Article:
+ + + +

If more channels are present in **data** the keyword argument **sigmas** must be a list containing a sigma for each channel.

If **data** is a masked array any pixel in the result data that has been "contaminated" by weighting of a masked pixel is masked.

Using the function **utils.fwhm2sigma** the sigma argument to the gauss resampling can be calculated from 3 dB FOV levels.

resample_custom
***************

Function for resampling using arbitrary radial weight functions.

Example showing how to resample a generated swath dataset to a grid using an arbitrary radial weight function:

.. doctest::

 >>> import numpy as np
 >>> from pyresample import kd_tree, geometry 
 >>> area_def = geometry.AreaDefinition('areaD', 'Europe (3km, HRV, VTC)', 'areaD',
 ...                                {'a': '6378144.0', 'b': '6356759.0',
 ...                                 'lat_0': '50.00', 'lat_ts': '50.00',
 ...                                 'lon_0': '8.00', 'proj': 'stere'}, 
 ...                                800, 800,
 ...                                [-1370912.72, -909968.64,
 ...                                 1029087.28, 1490031.36])
 >>> data = np.fromfunction(lambda y, x: y*x, (50, 10))
 >>> lons = np.fromfunction(lambda y, x: 3 + x, (50, 10))
 >>> lats = np.fromfunction(lambda y, x: 75 - y, (50, 10))
 >>> swath_def = geometry.SwathDefinition(lons=lons, lats=lats)

+ + + +

Tasks to carry out:
(a) Decide whether each statement agrees with the resampling documentation. For each one, answer yes or no and quote the deciding words exactly. (i) When the data has more than one channel, sigmas must be a list with one sigma per channel. (ii) The example resamples a grid dataset onto a swath with a Gaussian weight. (iii) If the data is a masked array, result pixels contaminated by weighting of a masked pixel are masked.
(b) Repeat the resampling documentation word for word, starting with "Example showing how" and going on through "y*x, (50, 10))".

Data extract:
+ + + +

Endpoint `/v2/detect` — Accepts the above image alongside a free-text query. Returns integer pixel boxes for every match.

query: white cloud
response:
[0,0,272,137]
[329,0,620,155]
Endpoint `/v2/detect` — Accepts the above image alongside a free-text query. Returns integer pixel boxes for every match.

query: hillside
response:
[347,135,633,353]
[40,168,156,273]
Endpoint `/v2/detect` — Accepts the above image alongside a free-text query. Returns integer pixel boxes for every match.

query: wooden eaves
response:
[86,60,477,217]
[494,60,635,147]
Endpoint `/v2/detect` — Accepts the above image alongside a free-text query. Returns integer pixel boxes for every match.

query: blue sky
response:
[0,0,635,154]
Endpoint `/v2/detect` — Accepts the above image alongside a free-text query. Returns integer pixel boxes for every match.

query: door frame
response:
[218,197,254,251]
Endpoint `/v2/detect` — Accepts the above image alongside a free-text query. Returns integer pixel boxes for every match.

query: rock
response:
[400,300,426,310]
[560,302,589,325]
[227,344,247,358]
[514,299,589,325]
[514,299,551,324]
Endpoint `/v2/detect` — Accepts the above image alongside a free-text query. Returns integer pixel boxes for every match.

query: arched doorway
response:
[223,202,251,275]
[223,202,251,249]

+ + + +

Solutions by task:
(a)
(i) Yes: "must be a list containing a sigma for each channel"
(ii) No: "resample a generated swath dataset to a grid using an arbitrary radial weight function"
(iii) Yes: "any pixel in the result data that has been "contaminated" by weighting of a masked pixel is masked"

(b)
Example showing how to resample a generated swath dataset to a grid using an arbitrary radial weight function:

.. doctest::

 >>> import numpy as np
 >>> from pyresample import kd_tree, geometry 
 >>> area_def = geometry.AreaDefinition('areaD', 'Europe (3km, HRV, VTC)', 'areaD',
 ...                                {'a': '6378144.0', 'b': '6356759.0',
 ...                                 'lat_0': '50.00', 'lat_ts': '50.00',
 ...                                 'lon_0': '8.00', 'proj': 'stere'}, 
 ...                                800, 800,
 ...                                [-1370912.72, -909968.64,
 ...                                 1029087.28, 1490031.36])
 >>> data = np.fromfunction(lambda y, x: y*x, (50, 10))